▶ **What to work on**: Return each line of the material below that contains the string "green".

Excerpts from segmentation records
· · · · ·

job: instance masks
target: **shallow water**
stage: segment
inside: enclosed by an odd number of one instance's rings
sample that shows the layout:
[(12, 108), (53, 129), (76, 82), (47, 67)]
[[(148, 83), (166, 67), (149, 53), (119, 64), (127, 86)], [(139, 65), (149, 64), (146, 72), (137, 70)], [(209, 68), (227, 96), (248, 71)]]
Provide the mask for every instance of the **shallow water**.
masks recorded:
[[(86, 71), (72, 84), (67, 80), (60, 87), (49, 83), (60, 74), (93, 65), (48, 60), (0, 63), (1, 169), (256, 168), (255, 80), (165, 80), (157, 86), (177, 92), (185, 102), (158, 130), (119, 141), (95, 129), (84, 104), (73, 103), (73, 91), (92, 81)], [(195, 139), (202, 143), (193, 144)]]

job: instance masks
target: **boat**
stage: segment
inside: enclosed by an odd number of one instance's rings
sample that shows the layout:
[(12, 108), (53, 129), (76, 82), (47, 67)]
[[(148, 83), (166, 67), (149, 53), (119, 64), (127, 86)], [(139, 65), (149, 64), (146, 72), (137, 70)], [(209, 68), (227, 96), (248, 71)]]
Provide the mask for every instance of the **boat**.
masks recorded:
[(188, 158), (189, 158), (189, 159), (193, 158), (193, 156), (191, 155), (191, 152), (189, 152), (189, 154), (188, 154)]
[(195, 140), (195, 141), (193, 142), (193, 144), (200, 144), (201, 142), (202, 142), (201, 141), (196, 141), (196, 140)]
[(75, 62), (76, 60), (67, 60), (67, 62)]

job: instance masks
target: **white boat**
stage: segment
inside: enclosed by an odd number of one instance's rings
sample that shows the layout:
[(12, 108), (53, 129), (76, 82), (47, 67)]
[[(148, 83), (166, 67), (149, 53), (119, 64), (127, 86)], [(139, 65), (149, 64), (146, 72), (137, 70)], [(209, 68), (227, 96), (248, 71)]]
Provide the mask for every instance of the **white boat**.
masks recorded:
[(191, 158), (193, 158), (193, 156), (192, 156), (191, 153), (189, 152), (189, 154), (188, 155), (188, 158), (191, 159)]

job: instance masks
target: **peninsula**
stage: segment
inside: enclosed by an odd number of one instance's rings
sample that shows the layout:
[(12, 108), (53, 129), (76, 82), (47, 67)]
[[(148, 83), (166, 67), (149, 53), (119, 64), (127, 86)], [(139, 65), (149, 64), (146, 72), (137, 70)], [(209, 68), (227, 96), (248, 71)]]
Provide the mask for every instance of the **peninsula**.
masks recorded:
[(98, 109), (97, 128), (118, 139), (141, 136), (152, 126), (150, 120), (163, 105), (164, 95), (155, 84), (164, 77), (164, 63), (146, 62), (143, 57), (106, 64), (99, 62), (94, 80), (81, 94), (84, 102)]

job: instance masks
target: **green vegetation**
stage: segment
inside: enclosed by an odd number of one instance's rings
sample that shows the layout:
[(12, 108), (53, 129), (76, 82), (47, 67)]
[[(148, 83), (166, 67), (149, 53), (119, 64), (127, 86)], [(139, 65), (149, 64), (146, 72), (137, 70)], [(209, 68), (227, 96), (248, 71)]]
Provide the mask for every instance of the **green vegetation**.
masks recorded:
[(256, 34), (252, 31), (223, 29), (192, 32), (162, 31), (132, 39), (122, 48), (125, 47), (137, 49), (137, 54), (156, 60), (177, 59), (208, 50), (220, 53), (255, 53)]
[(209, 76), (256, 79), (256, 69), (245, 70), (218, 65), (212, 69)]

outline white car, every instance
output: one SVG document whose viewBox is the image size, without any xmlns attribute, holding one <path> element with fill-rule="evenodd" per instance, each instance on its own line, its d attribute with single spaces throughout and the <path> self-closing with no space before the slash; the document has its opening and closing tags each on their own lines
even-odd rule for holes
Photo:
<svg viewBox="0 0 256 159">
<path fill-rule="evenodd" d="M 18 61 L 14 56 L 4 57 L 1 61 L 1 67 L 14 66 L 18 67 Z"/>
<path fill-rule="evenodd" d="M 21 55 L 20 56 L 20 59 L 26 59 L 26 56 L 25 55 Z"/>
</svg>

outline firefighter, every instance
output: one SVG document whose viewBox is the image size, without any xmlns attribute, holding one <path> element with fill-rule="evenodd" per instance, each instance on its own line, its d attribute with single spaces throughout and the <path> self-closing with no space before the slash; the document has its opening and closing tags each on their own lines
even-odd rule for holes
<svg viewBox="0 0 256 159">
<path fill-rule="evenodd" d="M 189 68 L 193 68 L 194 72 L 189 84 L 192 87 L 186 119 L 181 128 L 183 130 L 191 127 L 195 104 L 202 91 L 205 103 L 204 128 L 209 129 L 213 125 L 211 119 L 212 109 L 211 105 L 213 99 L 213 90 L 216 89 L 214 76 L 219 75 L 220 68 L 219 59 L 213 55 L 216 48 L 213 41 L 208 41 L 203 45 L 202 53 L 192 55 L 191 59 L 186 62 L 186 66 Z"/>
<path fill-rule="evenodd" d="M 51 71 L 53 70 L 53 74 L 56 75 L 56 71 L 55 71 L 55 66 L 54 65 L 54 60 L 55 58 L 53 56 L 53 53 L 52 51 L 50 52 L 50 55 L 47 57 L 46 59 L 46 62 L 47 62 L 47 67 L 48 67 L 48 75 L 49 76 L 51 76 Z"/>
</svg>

· · · · ·

▶ **Written reply**:
target: **green vegetation**
Provide the mask for every instance of the **green vegetation**.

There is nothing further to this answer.